**文本摘录**
==================================================

确定输出：一个是通过int getNbOutput()得到output输出的数目，即用户所定义的一层有几个输出。另一个是通过Dims getOutputDimensions (int index, const Dims* inputs, int nbInputDims) 得到整个输出的维度信息，大家可能不一定遇到有多个输出，一般来讲只有一个输出，但是大家在做检测网络的时候可能会遇到多个输出，一个输出是实际的检测目标是什么，另一个输出是目标的数目，可能的过个输出需要设定Dimension的大小。
层配置：通过void configure() 实现构建推断（Inference） engine时模型中相应的参数大小等配置，configure()只是在构建的时候调用，这个阶段确定的东西是在运行时作为插件参数来存储、序列化/反序列化的。
资源管理：通过void Initialize()来进行资源的初始化，void terminate()来销毁资源，甚至中间可能会有一些临时变量，也可以使用这两个函数进行初始化或销毁。需要注意的是，void Initialize()和void terminate()是在整个运行时都被调用的，并不是做完一次推断（Inference）就去调用terminate。相当于在线的一个服务，服务起的时候会调用void Initialize()，而服务止的时候调用void terminate()，但是服务会进进出出很多sample去做推断（Inference）。
执行(Execution)：void enqueue()来定义用户层的操作
序列化和反序列化：这个过程是将层的参数写入到二进制文件中，需要定义一些序列化的方法。通过size_t getSerializationSize()获得序列大小，通过void serialize()将层的参数序列化到缓存中，通过PluginSample()从缓存中将层参数反序列化。需要注意的是，TensorRT没有单独的反序列化的API，因为不需要，在实习构造函数的时候就完成了反序列化的过程
从Caffe Parser添加Plugin：首先通过Parsernvinfer1::IPlugin* createPlugin()实现nvcaffeparser1::IPlugin 接口，然后传递工厂实例到ICaffeParser::parse()，Caffe的Parser才能识别
运行时创建插件：通过IPlugin* createPlugin()实现nvinfer1::IPlugin接口，传递工厂实例到IInferRuntime::deserializeCudaEngine()

==================================================

**数据列表**
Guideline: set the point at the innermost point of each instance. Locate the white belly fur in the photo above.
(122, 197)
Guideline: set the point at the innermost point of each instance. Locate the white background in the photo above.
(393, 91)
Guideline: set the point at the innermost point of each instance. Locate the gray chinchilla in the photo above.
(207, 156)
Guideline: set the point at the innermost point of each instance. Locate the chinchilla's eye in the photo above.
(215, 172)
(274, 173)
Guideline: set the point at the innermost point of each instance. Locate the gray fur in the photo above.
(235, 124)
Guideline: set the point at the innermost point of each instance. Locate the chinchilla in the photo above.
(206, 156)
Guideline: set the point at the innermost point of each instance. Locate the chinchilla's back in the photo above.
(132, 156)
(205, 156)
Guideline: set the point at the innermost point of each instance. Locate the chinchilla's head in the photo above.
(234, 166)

==================================================

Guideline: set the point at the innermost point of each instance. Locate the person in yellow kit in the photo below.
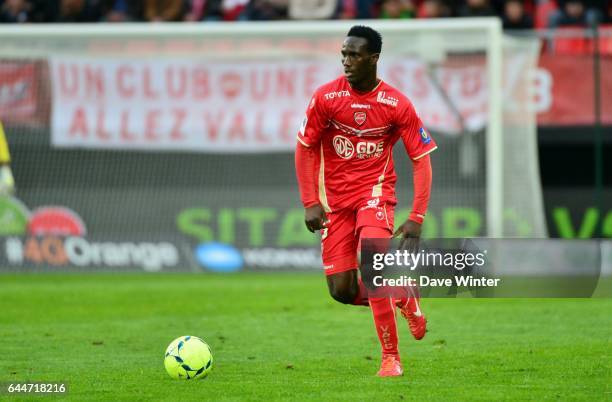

==================================================

**练习题目**
请原样输出关于 TensorRT 插件的文本中从“执行(Execution)：void enqueue()来定义用户层的操作”开始、一直到“zeCudaEngine()”为止的部分，首尾这两处文字都要包括在内。

**回复内容**
执行(Execution)：void enqueue()来定义用户层的操作
序列化和反序列化：这个过程是将层的参数写入到二进制文件中，需要定义一些序列化的方法。通过size_t getSerializationSize()获得序列大小，通过void serialize()将层的参数序列化到缓存中，通过PluginSample()从缓存中将层参数反序列化。需要注意的是，TensorRT没有单独的反序列化的API，因为不需要，在实习构造函数的时候就完成了反序列化的过程
从Caffe Parser添加Plugin：首先通过Parsernvinfer1::IPlugin* createPlugin()实现nvcaffeparser1::IPlugin 接口，然后传递工厂实例到ICaffeParser::parse()，Caffe的Parser才能识别
运行时创建插件：通过IPlugin* createPlugin()实现nvinfer1::IPlugin接口，传递工厂实例到IInferRuntime::deserializeCudaEngine()